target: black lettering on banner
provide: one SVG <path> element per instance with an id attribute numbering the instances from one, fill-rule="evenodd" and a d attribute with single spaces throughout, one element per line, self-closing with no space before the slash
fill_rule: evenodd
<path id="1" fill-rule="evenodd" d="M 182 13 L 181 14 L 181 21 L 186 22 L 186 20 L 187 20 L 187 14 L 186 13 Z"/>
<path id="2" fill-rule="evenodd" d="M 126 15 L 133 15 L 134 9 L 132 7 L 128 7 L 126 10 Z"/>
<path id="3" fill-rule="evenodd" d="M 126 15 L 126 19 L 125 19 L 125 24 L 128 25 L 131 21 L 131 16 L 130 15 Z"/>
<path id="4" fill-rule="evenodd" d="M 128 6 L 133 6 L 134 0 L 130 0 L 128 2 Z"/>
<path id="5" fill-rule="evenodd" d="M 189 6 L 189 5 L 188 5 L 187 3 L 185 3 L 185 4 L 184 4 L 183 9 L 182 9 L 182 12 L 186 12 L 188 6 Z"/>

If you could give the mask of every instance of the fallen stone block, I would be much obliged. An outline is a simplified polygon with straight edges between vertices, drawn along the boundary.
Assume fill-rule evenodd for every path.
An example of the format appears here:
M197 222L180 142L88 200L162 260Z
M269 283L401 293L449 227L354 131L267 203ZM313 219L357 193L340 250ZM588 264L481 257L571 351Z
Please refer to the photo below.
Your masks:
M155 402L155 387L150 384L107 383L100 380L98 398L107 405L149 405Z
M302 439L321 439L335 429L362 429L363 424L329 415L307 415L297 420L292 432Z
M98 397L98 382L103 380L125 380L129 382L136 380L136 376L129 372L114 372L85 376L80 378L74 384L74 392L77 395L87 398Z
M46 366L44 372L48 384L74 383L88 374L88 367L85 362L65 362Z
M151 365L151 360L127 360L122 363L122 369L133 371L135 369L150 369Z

####################

● EJERCICIO PROPUESTO: Devuelve sin ningún cambio las filas desde el comienzo y detente después de la que contiene "128 6 L 133", que también se incluye.

● RESULTADO FINAL:
target: black lettering on banner
provide: one SVG <path> element per instance with an id attribute numbering the instances from one, fill-rule="evenodd" and a d attribute with single spaces throughout, one element per line, self-closing with no space before the slash
fill_rule: evenodd
<path id="1" fill-rule="evenodd" d="M 182 13 L 181 14 L 181 21 L 186 22 L 186 20 L 187 20 L 187 14 L 186 13 Z"/>
<path id="2" fill-rule="evenodd" d="M 126 15 L 133 15 L 134 9 L 132 7 L 128 7 L 126 10 Z"/>
<path id="3" fill-rule="evenodd" d="M 126 15 L 126 19 L 125 19 L 125 24 L 128 25 L 131 21 L 131 16 L 130 15 Z"/>
<path id="4" fill-rule="evenodd" d="M 128 6 L 133 6 L 134 0 L 130 0 L 128 2 Z"/>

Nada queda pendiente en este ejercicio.